* [TASK STATEMENT]
In the mailing-list thread on union fusion below, which Jira case did Yanjing Wang log for the new rule?

Hi Alessandro,

That is very fascinating.  Most of those situations won't apply to this
optimization though, since it requires the tables of the union to be
identical rather than different tables representing unions of different
ontologies, that is, this will only apply optimizations when an ontology is
used more than once in a union.  Unless I am mistaken.

--Justin

On Sun, Jan 23, 2022 at 6:49 AM Alessandro Solimando <
alessandro.solima...@gmail.com> wrote:

> Hello everyone,
> SQL queries automatically generated by semantic queries (see [1] for
> instance) are pretty generous on UNIONs, so I'd say that in this area, you
> will have many practical cases matching the patterns highlighted here.
>
> The main idea is that when you have a concept hierarchy in your ontology
> (isA relationship), where different concepts are generally mapped to
> different tables (or subparts of a single table selected by changing the
> filter condition), when you query an ancestor in that hierarchy (say:
> Person), in order to account for implicit facts, you generally UNION all
> the subtables (say, Employee, Customer, etc, which are also Person) in your
> final SQL query.
>
> Best regards,
> Alessandro
>
> [1] https://en.wikipedia.org/wiki/Ontology-based_data_integration
>
> On Sun, 23 Jan 2022 at 08:19, Yanjing Wang <zhuangzixiao...@gmail.com>
> wrote:
>
> > Thanks Albert.
> >
> >  you could probably refer to osdi paper "resin general sub query fusion"
> > > which has chapters talking about general union fusion that deals with
> the
> > > case Julian pointed out.
> > >
> >
> > The optimization seems very helpful, but it introduces new operators and
> > the rule for new operators may be more complex.
> > Hi, Community, What do you think?
> >
> > Btw, per my understanding cases of union fusion is not that many in
> > > practice.
> > >
> >
> > In particular situations such as VDT and BI tools which generates sql
> > according to a fixed pattern we will meet many such union all queries.
> >
> > Albert <zinki...@gmail.com> 于2022年1月23日周日 11:22写道:
> >
> > > On a more general fusion case, you could probably refer to osdi paper
> > > "resin general sub query fusion" which has chapters talking about
> general
> > > union fusion that deals with the case Julian pointed out.
> > >
> > > Btw, per my understanding cases of union fusion is not that many in
> > > practice. Curious to know the real cases
> > >
> > > 在 2022年1月21日星期五,Yanjing Wang <zhuangzixiao...@gmail.com> 写道:
> > >
> > > > Hi Julian, I have logged a jira CALCITE-4990
> > > > <https://issues.apache.org/jira/browse/CALCITE-4990> for this new
> > rule,
> > > > later I will submit a pr for this.
> > > >
> > > > Julian Hyde <jhyde.apa...@gmail.com> 于2022年1月21日周五 01:37写道:
> > > >
> > > > > Process logic sounds great. Please log a Jira case.
> > > > >
> > > > > There’s a lot here, so it’s probably wise to split into a simple PR
> > > that
> > > > > just does the simple case (UNION ALL, no Project) and extend later.

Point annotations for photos

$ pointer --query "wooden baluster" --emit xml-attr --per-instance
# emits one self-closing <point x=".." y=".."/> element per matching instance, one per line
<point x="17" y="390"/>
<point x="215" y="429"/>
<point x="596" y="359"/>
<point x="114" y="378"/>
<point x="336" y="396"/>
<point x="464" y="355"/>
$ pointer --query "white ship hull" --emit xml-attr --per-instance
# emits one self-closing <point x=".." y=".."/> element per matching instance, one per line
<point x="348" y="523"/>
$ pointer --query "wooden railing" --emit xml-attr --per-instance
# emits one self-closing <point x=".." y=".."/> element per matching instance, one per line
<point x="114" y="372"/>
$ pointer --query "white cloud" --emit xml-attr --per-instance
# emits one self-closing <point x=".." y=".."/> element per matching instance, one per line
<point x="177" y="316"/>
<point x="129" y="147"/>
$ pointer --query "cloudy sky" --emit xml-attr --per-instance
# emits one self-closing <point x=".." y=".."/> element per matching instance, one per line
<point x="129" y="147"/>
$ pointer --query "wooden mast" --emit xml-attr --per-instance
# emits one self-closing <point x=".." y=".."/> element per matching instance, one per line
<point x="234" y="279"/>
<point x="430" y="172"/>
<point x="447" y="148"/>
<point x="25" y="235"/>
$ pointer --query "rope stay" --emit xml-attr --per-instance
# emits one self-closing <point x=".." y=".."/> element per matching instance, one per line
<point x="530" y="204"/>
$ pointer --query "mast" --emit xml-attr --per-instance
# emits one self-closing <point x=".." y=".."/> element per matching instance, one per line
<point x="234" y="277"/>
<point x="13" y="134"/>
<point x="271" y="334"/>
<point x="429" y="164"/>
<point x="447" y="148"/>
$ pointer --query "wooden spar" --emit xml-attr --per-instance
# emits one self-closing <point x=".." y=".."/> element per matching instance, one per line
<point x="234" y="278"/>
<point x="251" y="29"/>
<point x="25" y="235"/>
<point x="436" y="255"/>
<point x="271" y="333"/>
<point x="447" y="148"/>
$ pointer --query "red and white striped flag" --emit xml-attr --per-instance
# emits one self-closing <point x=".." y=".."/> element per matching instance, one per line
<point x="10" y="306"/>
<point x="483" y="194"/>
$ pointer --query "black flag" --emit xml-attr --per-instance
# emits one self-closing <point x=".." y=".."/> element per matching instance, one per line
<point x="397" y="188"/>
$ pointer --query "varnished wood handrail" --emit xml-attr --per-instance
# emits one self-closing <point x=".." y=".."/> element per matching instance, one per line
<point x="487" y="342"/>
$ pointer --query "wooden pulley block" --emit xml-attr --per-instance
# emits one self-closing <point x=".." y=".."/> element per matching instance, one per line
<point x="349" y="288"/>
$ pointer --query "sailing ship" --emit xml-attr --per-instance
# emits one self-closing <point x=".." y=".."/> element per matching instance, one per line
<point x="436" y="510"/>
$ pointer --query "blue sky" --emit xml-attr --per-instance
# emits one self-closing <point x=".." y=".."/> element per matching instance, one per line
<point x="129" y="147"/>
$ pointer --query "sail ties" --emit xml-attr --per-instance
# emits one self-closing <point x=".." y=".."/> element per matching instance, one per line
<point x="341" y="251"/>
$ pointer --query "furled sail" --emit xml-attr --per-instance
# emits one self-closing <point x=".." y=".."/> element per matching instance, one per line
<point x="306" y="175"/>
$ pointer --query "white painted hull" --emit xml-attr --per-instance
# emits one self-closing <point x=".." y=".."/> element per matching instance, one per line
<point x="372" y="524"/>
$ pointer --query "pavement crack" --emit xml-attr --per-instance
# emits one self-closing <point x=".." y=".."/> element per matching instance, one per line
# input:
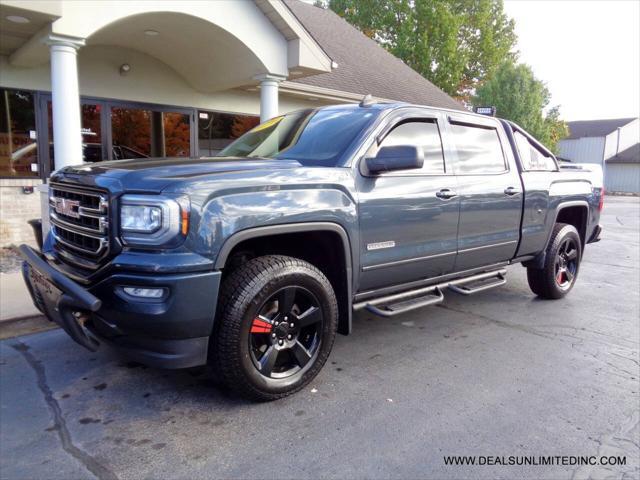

* [SOLUTION TO THIS TASK]
CALCITE-4990